───── TEXT SHOWN ─────
Saturday, July 11, 2009

Microsoft Office OneNote

Usually while logging bugs or uploading test results most of us follow
· Attaching the screen shot
· Attaching the log file (if possible)
· Attaching the error message (text displayed in the page)

We might of facing some problem with providing the complete text of error message , because few application's will not provide any option to copy the error text to clip board. If error message contains one or two lines we can read and write the exact message in bug description. It would be very difficult to write the error message if it contains more than 5 or 10 lines.

Microsoft Office OneNote is providing a cool feature 'Copy Text from Picture’, which allow us to copy the entire text
How to Do this:
Copy & Paste the image into OneNote.
Right click on the image and click on 'Copy Text from Picture'
Paste in OneNote.
You have the entire error message ready which eases developer work also.
Limitations:
Currently it supporting to copy the English text only.
If you are not using ‘Microsoft Office OneNote' not a problem, Google or Bing for 'optical character reader open source tools'.

Happy Testing.

Never get influenced by…XYZ

Most of us might of experienced this type of situation like…missing very simple scenario during testing. Recently I had experienced this type of situation.
───── EXTRACTED DATA ─────
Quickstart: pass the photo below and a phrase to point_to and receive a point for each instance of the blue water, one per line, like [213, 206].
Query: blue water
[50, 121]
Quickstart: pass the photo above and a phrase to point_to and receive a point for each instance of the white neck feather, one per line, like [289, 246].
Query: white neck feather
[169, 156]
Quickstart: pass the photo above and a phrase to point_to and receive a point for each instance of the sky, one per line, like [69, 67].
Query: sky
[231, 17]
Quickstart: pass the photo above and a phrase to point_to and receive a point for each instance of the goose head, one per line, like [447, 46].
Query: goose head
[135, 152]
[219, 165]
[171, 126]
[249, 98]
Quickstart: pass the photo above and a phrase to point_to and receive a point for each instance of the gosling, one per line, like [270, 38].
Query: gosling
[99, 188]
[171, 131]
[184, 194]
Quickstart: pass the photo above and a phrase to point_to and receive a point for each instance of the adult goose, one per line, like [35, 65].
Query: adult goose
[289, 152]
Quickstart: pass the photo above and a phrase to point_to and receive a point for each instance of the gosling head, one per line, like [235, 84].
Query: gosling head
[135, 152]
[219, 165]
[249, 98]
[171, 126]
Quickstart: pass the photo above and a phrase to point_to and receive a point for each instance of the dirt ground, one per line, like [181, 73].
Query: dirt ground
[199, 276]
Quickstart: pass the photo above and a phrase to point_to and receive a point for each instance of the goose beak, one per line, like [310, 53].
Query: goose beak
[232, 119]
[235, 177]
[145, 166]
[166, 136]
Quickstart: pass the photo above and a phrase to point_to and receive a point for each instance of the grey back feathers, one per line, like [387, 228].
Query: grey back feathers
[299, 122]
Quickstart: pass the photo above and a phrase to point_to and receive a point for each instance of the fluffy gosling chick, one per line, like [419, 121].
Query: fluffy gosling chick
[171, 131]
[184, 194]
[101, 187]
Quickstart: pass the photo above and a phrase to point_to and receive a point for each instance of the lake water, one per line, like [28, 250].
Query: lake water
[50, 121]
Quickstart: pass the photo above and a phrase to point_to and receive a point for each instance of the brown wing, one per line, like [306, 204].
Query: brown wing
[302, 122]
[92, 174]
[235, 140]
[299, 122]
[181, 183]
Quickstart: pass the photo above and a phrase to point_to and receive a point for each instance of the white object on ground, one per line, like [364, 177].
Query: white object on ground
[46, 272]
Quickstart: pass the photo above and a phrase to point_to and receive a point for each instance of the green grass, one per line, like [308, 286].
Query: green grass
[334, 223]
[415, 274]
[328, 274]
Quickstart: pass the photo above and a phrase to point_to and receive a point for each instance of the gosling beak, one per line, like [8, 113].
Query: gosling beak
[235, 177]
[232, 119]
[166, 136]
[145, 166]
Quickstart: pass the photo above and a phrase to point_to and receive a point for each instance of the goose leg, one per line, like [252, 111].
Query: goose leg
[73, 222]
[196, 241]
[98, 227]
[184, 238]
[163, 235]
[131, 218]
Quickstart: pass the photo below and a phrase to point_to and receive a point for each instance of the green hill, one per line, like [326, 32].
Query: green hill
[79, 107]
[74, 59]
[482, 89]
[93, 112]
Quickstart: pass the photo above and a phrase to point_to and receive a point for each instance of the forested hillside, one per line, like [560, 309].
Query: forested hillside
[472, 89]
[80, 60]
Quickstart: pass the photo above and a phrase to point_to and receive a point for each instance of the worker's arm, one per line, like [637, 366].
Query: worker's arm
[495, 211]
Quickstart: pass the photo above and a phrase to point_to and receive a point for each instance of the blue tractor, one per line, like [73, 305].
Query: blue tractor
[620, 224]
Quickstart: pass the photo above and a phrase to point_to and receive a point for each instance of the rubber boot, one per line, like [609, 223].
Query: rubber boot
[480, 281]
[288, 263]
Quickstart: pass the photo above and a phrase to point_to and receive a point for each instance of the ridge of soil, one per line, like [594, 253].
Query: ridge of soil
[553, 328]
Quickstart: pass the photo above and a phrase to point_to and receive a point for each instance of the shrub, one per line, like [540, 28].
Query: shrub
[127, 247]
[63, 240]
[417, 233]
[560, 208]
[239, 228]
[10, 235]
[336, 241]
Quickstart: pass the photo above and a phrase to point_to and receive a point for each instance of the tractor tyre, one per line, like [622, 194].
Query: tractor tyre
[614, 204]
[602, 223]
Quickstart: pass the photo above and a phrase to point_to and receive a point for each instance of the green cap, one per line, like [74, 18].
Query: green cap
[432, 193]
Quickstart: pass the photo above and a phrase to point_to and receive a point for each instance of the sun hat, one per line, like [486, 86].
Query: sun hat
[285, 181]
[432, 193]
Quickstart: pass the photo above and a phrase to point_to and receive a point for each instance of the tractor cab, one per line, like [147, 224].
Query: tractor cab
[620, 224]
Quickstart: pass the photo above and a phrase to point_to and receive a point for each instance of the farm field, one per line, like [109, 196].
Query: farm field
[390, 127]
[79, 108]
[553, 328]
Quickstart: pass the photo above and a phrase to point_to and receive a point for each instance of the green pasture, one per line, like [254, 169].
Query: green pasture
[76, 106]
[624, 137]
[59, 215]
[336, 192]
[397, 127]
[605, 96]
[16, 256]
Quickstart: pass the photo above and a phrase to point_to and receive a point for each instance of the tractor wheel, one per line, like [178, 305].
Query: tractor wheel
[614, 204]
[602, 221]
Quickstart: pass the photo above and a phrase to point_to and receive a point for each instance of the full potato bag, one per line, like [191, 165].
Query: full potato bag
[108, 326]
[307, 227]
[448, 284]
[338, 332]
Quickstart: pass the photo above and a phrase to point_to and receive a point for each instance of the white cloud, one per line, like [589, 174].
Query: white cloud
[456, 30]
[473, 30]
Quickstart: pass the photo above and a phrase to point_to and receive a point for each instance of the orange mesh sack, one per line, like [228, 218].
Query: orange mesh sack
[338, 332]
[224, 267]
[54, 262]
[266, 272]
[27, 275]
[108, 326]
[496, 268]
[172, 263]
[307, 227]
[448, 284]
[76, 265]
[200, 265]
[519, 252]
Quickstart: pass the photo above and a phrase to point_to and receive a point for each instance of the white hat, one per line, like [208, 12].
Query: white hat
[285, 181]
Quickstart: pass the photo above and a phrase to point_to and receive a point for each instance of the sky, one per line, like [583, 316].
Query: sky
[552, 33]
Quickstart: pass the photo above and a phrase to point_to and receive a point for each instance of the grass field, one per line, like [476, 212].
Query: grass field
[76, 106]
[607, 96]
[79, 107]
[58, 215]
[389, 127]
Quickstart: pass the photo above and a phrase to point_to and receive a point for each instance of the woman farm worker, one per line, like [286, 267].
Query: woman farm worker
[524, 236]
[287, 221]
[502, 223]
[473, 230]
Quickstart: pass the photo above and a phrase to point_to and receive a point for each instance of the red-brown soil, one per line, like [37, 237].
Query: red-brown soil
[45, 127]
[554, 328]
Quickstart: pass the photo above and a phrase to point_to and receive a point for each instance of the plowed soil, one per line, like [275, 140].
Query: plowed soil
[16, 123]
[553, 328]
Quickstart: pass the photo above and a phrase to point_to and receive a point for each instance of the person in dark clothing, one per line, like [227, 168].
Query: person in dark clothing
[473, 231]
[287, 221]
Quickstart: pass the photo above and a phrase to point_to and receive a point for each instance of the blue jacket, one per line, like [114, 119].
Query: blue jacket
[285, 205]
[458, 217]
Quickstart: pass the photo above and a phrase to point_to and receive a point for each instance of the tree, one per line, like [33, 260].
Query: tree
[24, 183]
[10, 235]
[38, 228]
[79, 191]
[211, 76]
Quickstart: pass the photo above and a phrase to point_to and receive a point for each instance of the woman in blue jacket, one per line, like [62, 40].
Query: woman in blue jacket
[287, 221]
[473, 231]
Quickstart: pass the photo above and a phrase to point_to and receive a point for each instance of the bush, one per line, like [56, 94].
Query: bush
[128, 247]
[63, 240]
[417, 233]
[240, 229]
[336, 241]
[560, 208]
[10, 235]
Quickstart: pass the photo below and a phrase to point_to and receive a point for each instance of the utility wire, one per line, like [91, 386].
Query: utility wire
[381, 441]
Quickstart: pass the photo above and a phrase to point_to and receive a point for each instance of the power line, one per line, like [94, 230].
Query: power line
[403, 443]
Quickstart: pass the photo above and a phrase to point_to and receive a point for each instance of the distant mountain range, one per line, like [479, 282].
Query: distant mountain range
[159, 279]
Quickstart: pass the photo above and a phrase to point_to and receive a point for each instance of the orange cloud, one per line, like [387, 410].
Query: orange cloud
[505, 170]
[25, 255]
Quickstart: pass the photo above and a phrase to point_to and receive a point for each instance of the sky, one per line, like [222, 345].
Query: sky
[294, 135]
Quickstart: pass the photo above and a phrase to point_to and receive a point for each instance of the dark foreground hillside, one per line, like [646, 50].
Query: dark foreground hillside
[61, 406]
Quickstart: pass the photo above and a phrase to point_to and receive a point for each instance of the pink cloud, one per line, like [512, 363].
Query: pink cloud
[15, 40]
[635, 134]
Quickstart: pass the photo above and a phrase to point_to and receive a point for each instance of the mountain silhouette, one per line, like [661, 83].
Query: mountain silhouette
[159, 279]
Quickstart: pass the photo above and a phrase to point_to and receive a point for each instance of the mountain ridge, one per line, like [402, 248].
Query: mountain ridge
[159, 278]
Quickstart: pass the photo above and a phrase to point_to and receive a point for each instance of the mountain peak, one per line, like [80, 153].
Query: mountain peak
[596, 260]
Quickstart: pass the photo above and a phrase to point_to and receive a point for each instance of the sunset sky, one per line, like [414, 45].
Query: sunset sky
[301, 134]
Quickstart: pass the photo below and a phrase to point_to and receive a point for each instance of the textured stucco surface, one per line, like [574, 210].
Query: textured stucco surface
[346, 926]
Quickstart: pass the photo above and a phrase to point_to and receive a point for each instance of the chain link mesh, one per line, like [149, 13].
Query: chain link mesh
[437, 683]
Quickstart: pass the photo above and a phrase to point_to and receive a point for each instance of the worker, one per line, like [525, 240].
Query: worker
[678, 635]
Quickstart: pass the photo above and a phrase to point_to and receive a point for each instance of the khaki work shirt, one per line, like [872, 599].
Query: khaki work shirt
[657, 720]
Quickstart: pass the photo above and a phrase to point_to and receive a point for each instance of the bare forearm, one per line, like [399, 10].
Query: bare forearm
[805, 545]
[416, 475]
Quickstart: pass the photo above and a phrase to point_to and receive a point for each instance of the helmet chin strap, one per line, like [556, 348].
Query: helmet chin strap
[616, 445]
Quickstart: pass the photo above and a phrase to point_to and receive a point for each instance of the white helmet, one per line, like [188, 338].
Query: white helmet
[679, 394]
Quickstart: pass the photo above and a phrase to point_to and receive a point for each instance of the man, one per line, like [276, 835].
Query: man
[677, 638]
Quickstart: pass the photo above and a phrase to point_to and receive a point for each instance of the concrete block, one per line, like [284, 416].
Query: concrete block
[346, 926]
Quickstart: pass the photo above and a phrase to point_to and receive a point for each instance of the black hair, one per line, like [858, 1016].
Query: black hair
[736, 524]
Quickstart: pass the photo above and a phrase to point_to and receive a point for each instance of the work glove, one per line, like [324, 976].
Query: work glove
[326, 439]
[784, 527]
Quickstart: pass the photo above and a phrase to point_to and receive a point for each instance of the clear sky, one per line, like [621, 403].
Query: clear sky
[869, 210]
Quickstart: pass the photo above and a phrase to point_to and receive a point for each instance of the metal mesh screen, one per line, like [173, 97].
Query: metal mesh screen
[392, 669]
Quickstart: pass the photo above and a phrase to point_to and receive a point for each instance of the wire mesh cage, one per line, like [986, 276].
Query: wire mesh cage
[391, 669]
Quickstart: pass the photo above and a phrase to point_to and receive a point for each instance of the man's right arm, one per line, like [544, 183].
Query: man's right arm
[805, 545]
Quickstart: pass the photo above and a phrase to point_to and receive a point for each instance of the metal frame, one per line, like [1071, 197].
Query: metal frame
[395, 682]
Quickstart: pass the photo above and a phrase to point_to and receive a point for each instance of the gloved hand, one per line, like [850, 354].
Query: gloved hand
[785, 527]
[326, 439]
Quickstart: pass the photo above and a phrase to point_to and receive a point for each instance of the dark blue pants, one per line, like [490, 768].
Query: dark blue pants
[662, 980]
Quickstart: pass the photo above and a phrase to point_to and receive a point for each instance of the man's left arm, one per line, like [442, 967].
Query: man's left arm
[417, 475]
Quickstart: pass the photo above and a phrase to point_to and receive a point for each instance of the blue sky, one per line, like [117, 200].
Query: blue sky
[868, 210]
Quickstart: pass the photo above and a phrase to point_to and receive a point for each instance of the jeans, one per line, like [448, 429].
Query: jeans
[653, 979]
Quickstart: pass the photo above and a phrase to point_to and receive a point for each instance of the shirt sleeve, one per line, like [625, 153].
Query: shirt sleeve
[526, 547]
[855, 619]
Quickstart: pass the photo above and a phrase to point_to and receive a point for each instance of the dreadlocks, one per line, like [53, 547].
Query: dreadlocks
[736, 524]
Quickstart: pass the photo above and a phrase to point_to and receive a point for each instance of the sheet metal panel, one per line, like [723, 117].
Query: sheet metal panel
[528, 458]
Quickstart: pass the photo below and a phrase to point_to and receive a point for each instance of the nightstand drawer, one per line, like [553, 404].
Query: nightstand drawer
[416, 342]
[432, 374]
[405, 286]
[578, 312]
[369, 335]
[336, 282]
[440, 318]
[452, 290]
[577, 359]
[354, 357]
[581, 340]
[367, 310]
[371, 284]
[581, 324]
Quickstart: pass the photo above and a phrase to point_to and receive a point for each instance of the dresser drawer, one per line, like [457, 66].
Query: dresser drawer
─────
| WORK TO COMPLETE |
Reproduce the passage of the OneNote blog post above word for word, starting at "We might of" and running up to and including "image into OneNote.".

| THE COMPLETED TASK |
We might of facing some problem with providing the complete text of error message , because few application's will not provide any option to copy the error text to clip board. If error message contains one or two lines we can read and write the exact message in bug description. It would be very difficult to write the error message if it contains more than 5 or 10 lines.

Microsoft Office OneNote is providing a cool feature 'Copy Text from Picture’, which allow us to copy the entire text
How to Do this:
Copy & Paste the image into OneNote.